§ **Text extract**:
Proxy Race Distortion in Fairness Audits: The Direction of Error Is Not What You Think

A paper from Xin, Hooker, and Huang (arXiv:2603.17106, March 2026) should change how actuarial teams interpret the output of any regression-based fairness audit that uses proxy-imputed race. The finding is not subtle: proxy imputation via BISG or BIFSG introduces systematic distortion into disparity estimates, and the direction of that distortion is group-specific. For some groups it attenuates apparent disparity; for others it amplifies it. You cannot tell which without knowing the structure of the misclassification errors for your specific proxy and your specific book.

This matters for UK pricing teams even though BISG and BIFSG are American constructs. The mechanism that causes the distortion is algebraic, not empirical. It operates on any proxy with less than perfect accuracy. UK firms using Census 2021 LSOA-level ethnicity composition as a continuous proxy, or ONS name-list surname matching, are not immune.

Two mechanisms, one paper

The paper identifies two distinct channels through which proxy-imputed race corrupts a regression-based fairness audit.

§ **Records provided**:
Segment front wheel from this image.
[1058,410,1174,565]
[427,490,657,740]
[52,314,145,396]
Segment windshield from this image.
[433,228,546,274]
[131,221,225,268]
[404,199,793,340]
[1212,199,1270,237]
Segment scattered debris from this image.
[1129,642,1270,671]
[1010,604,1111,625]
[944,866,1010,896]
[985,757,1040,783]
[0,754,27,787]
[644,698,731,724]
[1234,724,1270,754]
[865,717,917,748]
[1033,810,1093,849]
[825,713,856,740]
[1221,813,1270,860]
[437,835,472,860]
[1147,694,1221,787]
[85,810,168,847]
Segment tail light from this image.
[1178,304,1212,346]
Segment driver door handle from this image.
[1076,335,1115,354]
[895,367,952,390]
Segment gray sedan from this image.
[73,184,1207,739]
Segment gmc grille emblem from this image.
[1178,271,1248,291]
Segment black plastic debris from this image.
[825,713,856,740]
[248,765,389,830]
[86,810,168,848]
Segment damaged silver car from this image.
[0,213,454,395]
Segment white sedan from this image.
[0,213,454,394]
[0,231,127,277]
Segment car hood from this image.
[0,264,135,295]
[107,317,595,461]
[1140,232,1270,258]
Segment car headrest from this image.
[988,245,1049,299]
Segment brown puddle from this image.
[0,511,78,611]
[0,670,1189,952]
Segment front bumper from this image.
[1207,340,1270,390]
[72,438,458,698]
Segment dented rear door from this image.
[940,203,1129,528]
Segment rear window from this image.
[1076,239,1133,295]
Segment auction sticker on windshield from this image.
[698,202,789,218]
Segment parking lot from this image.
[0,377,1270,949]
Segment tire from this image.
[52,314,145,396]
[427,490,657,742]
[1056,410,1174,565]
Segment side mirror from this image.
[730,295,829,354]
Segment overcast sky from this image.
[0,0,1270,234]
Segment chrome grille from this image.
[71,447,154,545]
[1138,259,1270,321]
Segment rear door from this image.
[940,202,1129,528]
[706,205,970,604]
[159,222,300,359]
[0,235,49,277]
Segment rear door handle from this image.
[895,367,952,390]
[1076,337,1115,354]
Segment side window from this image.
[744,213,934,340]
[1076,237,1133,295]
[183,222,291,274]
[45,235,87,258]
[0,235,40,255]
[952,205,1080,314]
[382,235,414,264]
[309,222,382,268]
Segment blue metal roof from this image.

§ **Exercise brief**: Resume the article on proxy race distortion in fairness audits, picking up right after its final sentence.

§ **Response to the exercise**:
Mechanism 1 — intrinsic mixing. BIFSG assigns each individual a predicted group based on surname, first name, and census geography. When someone from true group k is assigned to predicted group j, their outcome enters j’s regression. The proxy group’s coefficient is therefore a confusion-matrix-weighted average of the true group coefficients. Because White is the largest group in the US data (1.85 million NC voter records), it dominates every weighted average. Every minority group’s proxy coefficient is pulled toward the White baseline. This is not a data artefact — it is arithmetic. It happens on any book where one group is numerically dominant.

Mechanism 2 — structured correlated errors. BIFSG’s misclassification rate is not random. It varies systematically with ZIP code racial composition and socioeconomic status. Errors are not mean-zero conditional on outcomes. This generates spurious associations in the regression output that go beyond what mixing alone predicts. The pattern of errors reflects the joint distribution of surnames, geography, and socioeconomic variables in the underlying Census data.

These two mechanisms are separable analytically, and only the first transfers directly to UK practice. Mechanism 2 is specific to the BIFSG architecture and to US Census geography. The UK equivalents — LSOA-level ethnic composition from Census 2021, or ONS name lists — have different error structures, and whether their errors are mean-zero conditional on outcomes is an open empirical question that has not been studied with UK insurance data.

The finding that matters most

The headline most commentators took from early versions of this work — “proxy audits underestimate disparity by 20–40%” — is wrong as a general statement. The paper’s actual finding is more uncomfortable.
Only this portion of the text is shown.